L’islam est-il né à La Mecque ?
Connaitre l’islam avec Mission Ismérie, par Odon Lafontaine

L’islam est-il né à La Mecque ?
Selon la tradition musulmane, La Mecque est bien entendu la ville des origines de l’islam : « lieu d’Abraham » où ce dernier a tenté de sacrifier son fils Ismaël [1] et où il (re)construisit le sanctuaire islamique primordial (la Kaaba), et lieu de naissance du prophète de l’islam ainsi que de ses premières prédications. Il s’en est enfui en 620 (l’Hégire) pour installer le premier État islamique à Médine en 622, date retenue pour le début du calendrier musulman, et donc date de la fondation réelle de l’islam. Il prit la ville en 630 pour l’islamiser et islamiser la Kaaba, en en faisant ainsi le lieu saint de l’islam.
L’historicité de La Mecque et de la tradition qui s’y rapporte est cependant très loin d’être établie : elle était déjà contestée au VIIIe siècle par Saint Jean de Damas, qui pointait qu’on ne pouvait trouver dans ce lieu désertique le bois nécessaire au sacrifice du fils d’Abraham. Elle le fut aussi par les musulmans eux-mêmes, dont les savants ont longtemps débattu de « l’innovation » que représentait le culte rendu à La Mecque. Les Qarmates (un courant chiite opposé au califat abbasside) en ont même saccagé la ville au Xe siècle, détruisant la Kaaba.
Les travaux de la recherche historico-critique sont dans un sens allés encore plus loin depuis une cinquantaine d’années, relevant des incohérences et contradictions majeures dans le récit traditionnel musulman. Il la décrit en effet comme propice à une agriculture diversifiée – oliviers, vigne, blé, grenades, dattes, élevages de chèvres, moutons, vaches et chameaux – alors que son climat désertique la rend absolument impossible [2]. Le prophète est dit y précher à des pêcheurs mangeant le fruit frais d’une pêche faite à la fois en mer et en eau douce. Or la mer se situe à 80 kilomètres de la ville, et on ne trouve aucun lac d’eau douce aux environs. Il faut aller en Syrie ou en Galilée pour retrouver une telle configuration [3]. La Mecque se situe par ailleurs à l’écart (3 jours de marche) et en contrebas (1600 mètres de dénivelé) de la route caravanière traditionnelle que devaient rejoindre les marchands mecquois de la tradition (dont Mahomet) pour se livrer au commerce qui faisait vivre la ville. Mais l’on sait par ailleurs que cette route traditionnelle était alors désaffectée, car le commerce du VIIe siècle se faisait par la Mer Rouge, les bateaux cabotant alors sur la côte africaine et non la côte arabe [4]. Que dire par ailleurs de l’absence complète de traces antiques de cette ville ?

= Données enregistrées =
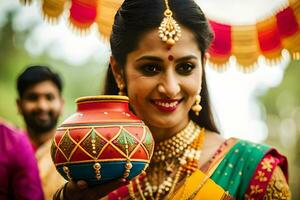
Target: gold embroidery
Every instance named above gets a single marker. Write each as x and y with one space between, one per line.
278 187
267 164
261 176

= Travail à faire =
1. Dans le texte sur La Mecque, recopiez le passage allant de « Connaitre l’islam avec » à « saint de l’islam. » en substituant « Kaʿba » à « Kaaba ».
2. D'après le texte sur La Mecque, à quelle distance de la ville se situe la mer ?
On peut se passer du matériel ci-dessus.

= Corrigé par tâche =
1.
Connaitre l’islam avec Mission Ismérie, par Odon Lafontaine

L’islam est-il né à La Mecque ?
Selon la tradition musulmane, La Mecque est bien entendu la ville des origines de l’islam : « lieu d’Abraham » où ce dernier a tenté de sacrifier son fils Ismaël [1] et où il (re)construisit le sanctuaire islamique primordial (la Kaʿba), et lieu de naissance du prophète de l’islam ainsi que de ses premières prédications. Il s’en est enfui en 620 (l’Hégire) pour installer le premier État islamique à Médine en 622, date retenue pour le début du calendrier musulman, et donc date de la fondation réelle de l’islam. Il prit la ville en 630 pour l’islamiser et islamiser la Kaʿba, en en faisant ainsi le lieu saint de l’islam.

2. À 80 kilomètres.